Bismillahirrahmanirrahim
Meded Ya Resulullah
Destur Ya Ali, Destur Ya Mehdi, Destur Ya Rical’el Gayb
Himmet Ya İsa Ruhullah as.
Hakkı apaçık ve dosdoğru kılan Allah’a şükürler olsun. Müminleri kardeş kılan, yeryüzünde şeref kisvesiyle dolaştıran Allah, tüm noksanlardan münezzehtir. O el Mümindir. Biz O’nun sıfatına bulanır, apaçık olan hakka yüzümüzü döneriz. O yüzden Rabbine itaat eden her müminin basireti açıktır. Cahil dahi olsa ariftir, hakkı ve gerçeği apaçık görür.

[Verilen kayıtlar]
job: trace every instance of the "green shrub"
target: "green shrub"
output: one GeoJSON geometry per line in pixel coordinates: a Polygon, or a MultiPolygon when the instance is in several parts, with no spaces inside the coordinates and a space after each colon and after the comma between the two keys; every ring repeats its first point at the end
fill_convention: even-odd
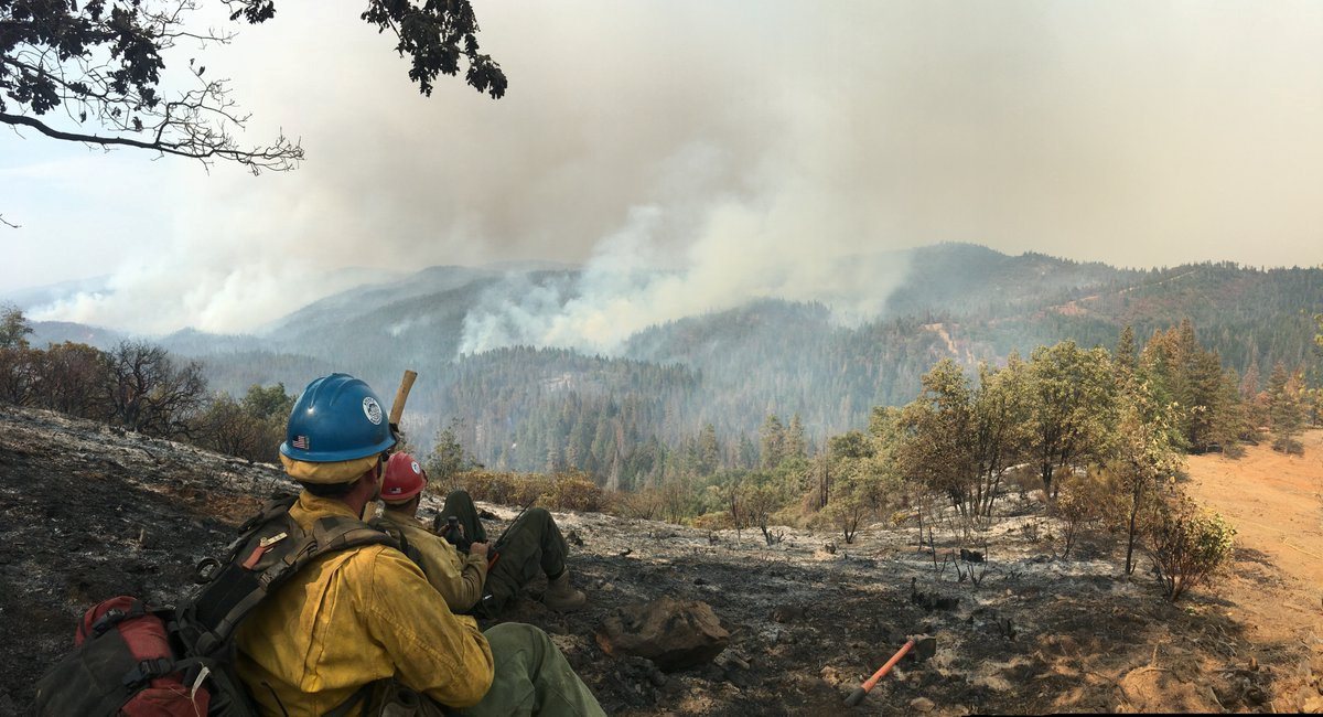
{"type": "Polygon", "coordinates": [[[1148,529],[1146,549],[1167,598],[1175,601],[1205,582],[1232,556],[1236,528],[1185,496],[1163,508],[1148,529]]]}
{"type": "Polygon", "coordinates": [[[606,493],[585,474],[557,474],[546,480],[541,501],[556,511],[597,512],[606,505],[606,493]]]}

---

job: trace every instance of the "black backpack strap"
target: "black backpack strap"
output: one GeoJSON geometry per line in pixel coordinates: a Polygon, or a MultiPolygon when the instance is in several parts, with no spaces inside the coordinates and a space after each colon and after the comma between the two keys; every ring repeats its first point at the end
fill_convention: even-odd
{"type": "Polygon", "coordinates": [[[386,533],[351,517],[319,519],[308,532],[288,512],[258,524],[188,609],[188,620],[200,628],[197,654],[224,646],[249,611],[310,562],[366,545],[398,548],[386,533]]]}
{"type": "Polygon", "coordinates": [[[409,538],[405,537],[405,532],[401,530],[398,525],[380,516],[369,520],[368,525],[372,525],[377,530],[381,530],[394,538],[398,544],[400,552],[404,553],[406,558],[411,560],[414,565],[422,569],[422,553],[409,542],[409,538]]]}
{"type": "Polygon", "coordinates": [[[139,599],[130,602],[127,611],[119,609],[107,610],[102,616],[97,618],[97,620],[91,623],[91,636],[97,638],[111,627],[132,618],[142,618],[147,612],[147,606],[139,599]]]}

---

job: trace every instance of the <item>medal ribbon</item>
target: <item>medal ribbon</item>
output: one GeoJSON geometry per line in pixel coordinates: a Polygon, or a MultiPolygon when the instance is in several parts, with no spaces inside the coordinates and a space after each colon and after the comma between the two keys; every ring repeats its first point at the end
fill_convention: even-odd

[Yapılacak işler]
#1 Dini metne göre Rabbine itaat eden her müminin basireti nasıldır?
#2 Dini metinde "Destur Ya" sözüyle kimlere seslenilir? Hepsini sıralar mısın?
#3 Allah'a şükürle başlayan dini metni son cümlesinden sonra sürdürür müsün?

[Görevlere göre yanıtlar]
#1 Rabbine itaat eden her müminin basireti açıktır.

#2 Ali, Mehdi, Rical'el Gayb

#3
Bu yüzdendir ki, ellerimiz- ayaklarımız bağlı bir şekilde, ekran karşısında bize kendi istediklerinin yansımasını izletiyor olsalar da, gönlümüz gerçeği sezer ve bilir. Yeter ki gönül sesini dinleyebilecek kadar dünyanın karmaşasından uzak durabilelim.
Yahudilerin haddi zorlayan zorbalıkları ve insanlıktan çıkmış vahşetini gördükçe, gönlümüz en derinden yaralandı. Ruhumuz zedelendi. Bu kontrolsüz bilgi akışında ne yapacağımızı şaşırdık, ne tepki vereceğimizi bilemedik.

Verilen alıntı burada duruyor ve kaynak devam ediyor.